━━━ TRECHO PARA LEITURA

A intenção dessa crônica é convocar à reflexão todos os que têm a responsabilidade de ensinar. Seja como pais ou professores.
Duas histórias contrastantes:
1) Numa das nossas escolas médicas, um professor reconhecido e respeitado por sua dedicação ensinava no simulador, a um grupo de alunos, a técnica de intubação traqueal, um procedimento muito frequente em emergências, quando há necessidade de ressuscitação. Enquanto isso, um aluno completamente alienado digitava no celular.
Nenhum médico pode renunciar a procedimentos básicos para salvar pacientes em situação de emergência.
Quando o professor chamou-lhe a atenção, ele assumiu que não tinha interesse nessas técnicas porque seu avô e seu pai eram donos de uma grande clínica de radiologia, e que era isso que ele ia queria fazer da sua vida. Quando o professor o repreendeu, dizendo que nenhum médico tinha o direito de renunciar a procedimentos básicos para salvar pacientes em situação de emergência, fosse qual fosse a especialidade, ele se retirou, ofendido.

━━━━━━
━━━ CONJUNTO DE DADOS

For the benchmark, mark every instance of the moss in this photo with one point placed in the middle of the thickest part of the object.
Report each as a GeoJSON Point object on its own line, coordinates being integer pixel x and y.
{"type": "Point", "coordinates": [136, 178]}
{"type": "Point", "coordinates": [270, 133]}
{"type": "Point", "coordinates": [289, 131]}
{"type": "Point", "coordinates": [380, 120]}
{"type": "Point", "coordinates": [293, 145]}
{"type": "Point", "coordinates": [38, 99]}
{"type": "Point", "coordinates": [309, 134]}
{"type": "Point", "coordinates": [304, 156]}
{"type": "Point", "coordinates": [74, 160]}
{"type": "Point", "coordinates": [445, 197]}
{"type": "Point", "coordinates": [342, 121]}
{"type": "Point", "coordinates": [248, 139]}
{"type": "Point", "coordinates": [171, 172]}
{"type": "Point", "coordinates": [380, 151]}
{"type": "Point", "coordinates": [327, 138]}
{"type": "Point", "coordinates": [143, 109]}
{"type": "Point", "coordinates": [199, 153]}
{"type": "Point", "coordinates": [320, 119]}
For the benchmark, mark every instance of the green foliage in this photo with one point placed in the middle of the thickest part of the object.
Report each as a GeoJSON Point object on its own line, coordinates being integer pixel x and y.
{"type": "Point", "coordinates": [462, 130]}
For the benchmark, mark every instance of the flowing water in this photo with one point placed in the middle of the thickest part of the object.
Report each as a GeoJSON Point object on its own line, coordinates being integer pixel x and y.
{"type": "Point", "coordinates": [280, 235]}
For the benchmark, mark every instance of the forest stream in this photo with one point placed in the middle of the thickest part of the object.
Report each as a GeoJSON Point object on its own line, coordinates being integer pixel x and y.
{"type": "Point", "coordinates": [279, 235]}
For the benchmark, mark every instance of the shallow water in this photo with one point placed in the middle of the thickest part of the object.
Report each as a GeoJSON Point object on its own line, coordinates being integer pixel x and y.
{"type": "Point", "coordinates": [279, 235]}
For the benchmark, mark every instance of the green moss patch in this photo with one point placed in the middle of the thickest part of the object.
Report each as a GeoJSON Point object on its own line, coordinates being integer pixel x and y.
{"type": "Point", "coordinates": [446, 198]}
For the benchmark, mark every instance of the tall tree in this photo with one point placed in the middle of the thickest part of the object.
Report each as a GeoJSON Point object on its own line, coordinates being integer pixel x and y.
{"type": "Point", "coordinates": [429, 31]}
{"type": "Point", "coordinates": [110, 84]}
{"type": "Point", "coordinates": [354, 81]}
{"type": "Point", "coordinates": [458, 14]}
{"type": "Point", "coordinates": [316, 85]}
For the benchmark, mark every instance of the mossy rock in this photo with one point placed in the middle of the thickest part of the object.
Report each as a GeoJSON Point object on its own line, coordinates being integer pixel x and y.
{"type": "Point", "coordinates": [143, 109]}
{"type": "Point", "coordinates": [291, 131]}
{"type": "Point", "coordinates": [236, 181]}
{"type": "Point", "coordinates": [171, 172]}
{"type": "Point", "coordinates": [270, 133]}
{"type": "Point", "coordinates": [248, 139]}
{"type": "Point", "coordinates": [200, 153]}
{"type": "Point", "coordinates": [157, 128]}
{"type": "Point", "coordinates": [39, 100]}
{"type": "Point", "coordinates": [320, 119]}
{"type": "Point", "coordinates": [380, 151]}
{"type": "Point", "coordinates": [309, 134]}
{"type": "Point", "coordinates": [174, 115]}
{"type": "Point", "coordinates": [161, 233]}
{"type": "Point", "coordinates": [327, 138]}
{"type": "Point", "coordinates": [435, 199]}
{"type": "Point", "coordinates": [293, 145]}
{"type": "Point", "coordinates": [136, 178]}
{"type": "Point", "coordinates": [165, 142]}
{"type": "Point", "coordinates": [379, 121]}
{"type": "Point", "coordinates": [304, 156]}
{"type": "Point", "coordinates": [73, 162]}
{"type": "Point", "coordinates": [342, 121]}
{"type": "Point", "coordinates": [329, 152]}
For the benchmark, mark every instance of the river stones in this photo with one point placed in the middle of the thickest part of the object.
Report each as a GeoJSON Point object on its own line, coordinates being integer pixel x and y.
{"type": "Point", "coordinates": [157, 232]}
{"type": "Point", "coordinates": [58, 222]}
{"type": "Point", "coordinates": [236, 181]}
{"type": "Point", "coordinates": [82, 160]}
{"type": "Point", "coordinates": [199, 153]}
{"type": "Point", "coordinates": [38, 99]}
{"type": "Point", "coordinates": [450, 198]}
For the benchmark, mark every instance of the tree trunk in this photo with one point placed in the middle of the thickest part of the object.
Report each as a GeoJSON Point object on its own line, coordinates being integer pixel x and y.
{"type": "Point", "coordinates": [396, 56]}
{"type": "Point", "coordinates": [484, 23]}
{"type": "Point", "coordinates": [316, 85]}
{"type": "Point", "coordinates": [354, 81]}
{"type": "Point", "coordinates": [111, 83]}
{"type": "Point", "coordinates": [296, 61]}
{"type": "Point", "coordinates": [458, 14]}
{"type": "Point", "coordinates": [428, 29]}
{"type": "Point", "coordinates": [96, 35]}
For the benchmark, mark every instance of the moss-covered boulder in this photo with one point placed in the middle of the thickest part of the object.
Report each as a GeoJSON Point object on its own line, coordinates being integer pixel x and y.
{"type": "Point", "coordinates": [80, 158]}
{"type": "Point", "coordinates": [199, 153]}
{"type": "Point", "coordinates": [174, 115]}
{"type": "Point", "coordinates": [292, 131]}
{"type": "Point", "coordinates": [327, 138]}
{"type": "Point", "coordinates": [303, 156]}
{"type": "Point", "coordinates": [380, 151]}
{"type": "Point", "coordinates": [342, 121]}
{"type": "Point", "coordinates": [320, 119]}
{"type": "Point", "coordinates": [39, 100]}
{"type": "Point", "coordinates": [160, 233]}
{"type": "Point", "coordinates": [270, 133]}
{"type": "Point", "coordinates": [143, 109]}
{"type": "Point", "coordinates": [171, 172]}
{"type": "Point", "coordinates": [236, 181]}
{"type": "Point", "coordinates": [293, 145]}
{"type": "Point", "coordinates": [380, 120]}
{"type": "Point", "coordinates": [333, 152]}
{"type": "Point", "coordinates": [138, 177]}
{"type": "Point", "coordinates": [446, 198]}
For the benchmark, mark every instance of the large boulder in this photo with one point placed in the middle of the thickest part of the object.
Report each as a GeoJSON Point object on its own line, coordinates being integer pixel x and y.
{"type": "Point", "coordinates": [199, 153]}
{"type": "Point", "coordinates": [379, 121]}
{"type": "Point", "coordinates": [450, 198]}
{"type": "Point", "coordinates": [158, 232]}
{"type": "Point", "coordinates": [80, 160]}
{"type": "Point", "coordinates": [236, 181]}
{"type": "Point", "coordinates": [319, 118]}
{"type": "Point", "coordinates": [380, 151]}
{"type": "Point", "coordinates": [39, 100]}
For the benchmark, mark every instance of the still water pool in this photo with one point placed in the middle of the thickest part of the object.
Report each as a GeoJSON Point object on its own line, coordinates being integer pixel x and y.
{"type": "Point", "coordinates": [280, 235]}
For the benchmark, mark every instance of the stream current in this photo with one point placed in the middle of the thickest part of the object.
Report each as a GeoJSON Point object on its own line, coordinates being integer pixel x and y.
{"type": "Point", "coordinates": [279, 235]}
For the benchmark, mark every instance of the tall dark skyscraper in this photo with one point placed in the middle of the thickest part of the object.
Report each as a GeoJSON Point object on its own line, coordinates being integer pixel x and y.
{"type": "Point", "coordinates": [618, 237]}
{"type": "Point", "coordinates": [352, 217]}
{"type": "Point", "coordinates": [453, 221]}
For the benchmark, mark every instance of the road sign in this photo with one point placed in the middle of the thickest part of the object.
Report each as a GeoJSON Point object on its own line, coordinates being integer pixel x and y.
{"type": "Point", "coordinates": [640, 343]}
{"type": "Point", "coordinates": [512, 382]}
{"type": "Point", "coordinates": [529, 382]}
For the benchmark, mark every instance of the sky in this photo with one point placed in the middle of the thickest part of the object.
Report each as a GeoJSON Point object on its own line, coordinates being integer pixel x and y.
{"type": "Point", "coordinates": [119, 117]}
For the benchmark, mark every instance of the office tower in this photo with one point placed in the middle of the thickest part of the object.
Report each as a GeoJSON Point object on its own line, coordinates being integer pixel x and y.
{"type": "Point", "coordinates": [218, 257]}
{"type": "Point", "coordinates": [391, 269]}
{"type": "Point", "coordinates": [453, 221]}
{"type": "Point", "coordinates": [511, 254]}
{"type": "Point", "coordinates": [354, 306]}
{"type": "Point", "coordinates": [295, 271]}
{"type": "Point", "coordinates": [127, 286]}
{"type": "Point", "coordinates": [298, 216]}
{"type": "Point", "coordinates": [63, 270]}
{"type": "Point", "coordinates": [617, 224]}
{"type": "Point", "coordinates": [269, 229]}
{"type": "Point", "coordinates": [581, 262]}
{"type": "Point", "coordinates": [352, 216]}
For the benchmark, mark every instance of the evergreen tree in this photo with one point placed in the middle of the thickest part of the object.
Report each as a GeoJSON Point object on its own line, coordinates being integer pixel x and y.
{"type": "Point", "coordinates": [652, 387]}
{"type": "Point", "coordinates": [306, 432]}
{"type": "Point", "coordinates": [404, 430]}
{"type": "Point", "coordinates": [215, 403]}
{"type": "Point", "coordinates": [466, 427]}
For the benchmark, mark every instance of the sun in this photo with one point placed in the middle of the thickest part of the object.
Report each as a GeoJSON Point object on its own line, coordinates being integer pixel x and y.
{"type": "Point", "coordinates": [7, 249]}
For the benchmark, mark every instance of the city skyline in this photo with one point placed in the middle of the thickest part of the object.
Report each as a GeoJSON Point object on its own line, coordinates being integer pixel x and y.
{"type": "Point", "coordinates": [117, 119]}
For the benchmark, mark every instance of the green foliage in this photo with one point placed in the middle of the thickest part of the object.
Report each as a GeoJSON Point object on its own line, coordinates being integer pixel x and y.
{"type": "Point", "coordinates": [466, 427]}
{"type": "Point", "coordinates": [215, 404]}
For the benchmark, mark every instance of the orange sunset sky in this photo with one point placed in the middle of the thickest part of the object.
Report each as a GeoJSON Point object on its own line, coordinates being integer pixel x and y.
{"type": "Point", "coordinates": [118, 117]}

━━━━━━

### [TAREFA 1]
Reproduza o trecho da crônica que começa em "A intenção dessa" e termina em "situação de emergência.".
### [TAREFA 2]
Segundo a crônica, que técnica o professor ensinava no simulador ao grupo de alunos?
### [TAREFA 3]
Na crônica, o que o aluno fez na primeira história? Liste as três ações na ordem em que aparecem.

### [SOLUÇÃO ESCRITA 1]
A intenção dessa crônica é convocar à reflexão todos os que têm a responsabilidade de ensinar. Seja como pais ou professores.
Duas histórias contrastantes:
1) Numa das nossas escolas médicas, um professor reconhecido e respeitado por sua dedicação ensinava no simulador, a um grupo de alunos, a técnica de intubação traqueal, um procedimento muito frequente em emergências, quando há necessidade de ressuscitação. Enquanto isso, um aluno completamente alienado digitava no celular.
Nenhum médico pode renunciar a procedimentos básicos para salvar pacientes em situação de emergência.

### [SOLUÇÃO ESCRITA 2]
A técnica de intubação traqueal.

### [SOLUÇÃO ESCRITA 3]
- Digitava no celular.
- Assumiu que não tinha interesse nessas técnicas.
- Retirou-se, ofendido.